(Collected data entries)
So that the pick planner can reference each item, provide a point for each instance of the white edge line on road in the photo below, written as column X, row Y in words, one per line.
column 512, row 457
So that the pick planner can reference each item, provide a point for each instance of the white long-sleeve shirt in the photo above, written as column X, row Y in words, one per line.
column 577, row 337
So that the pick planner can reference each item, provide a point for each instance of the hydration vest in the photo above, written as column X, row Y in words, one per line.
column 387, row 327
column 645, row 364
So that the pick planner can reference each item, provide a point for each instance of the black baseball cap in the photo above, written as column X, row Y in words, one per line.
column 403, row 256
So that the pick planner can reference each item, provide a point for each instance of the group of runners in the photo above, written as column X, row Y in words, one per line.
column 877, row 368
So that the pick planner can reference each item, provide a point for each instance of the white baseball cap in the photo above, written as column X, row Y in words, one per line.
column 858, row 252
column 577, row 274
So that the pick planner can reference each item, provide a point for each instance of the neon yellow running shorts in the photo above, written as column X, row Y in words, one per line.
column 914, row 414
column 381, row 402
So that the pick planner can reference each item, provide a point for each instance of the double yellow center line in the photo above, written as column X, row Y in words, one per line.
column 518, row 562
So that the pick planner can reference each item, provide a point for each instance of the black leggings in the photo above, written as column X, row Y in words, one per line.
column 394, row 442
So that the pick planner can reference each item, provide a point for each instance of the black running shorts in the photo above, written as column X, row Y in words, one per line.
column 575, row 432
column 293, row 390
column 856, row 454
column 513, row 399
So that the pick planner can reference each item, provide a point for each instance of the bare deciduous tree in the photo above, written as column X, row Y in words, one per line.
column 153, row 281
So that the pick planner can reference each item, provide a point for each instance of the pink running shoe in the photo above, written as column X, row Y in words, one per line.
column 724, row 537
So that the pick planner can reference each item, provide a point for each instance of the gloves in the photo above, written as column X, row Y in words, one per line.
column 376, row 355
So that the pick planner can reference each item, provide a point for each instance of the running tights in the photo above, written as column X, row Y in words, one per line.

[Task goal] Set out each line of all the records above as a numbered list, leaving out any blank lines.

[Reply to the exercise]
1. So that the pick planner can reference each item, provide a point for each instance of the white edge line on road in the photo below, written as column X, row Y in words, one per line.
2. column 512, row 457
3. So that the pick planner can reference each item, provide a point for each instance of the white long-sleeve shirt in the photo above, written as column X, row Y in words, one per line.
4. column 577, row 337
5. So that the pick planner can reference each item, provide a point for each instance of the hydration vest in the photo above, written as column X, row Y in words, one per line.
6. column 387, row 327
7. column 645, row 364
8. So that the pick planner can reference each item, provide a point for each instance of the black baseball cap in the photo above, written as column X, row Y in words, one per line.
9. column 403, row 256
10. So that the pick planner can reference each item, provide a point for each instance of the group of runners in the photo above, written as column X, row Y in words, one per line.
11. column 877, row 368
12. So that the pick planner can reference each item, provide a point for each instance of the white baseball cap in the photo above, written as column X, row Y in words, one per line.
13. column 858, row 252
14. column 577, row 274
15. So that the pick planner can reference each item, provide a point for each instance of the neon yellow running shorts in the photo above, written as column X, row Y in words, one per line.
16. column 914, row 414
17. column 381, row 402
18. So that the pick planner can reference each item, provide a point for each instance of the double yellow center line in the photo above, written as column X, row Y in words, one per line.
19. column 518, row 562
20. So that the pick planner can reference each item, provide a point for each instance of the black leggings in the photo above, written as column X, row Y in words, one per line.
21. column 394, row 442
22. So that the pick planner can reference each item, provide a point for each instance of the black running shorts in the photo above, written as column X, row Y in words, one per line.
23. column 575, row 432
24. column 293, row 390
25. column 856, row 454
26. column 513, row 399
27. So that the pick planner can reference each item, provide a point for each instance of the bare deciduous tree in the photo above, written as column X, row Y in words, one per line.
28. column 153, row 281
29. So that the pick planner can reference each item, provide a point for each instance of the pink running shoe in the photo above, written as column X, row Y in words, one per line.
30. column 724, row 537
31. So that the pick planner can reference each item, provide a point for each instance of the gloves in the photo above, written as column X, row Y in words, one per line.
32. column 376, row 355
33. So that the pick planner can reference each item, provide a point for each instance of the running tights in the photo above, written as column X, row Y in words, one per line.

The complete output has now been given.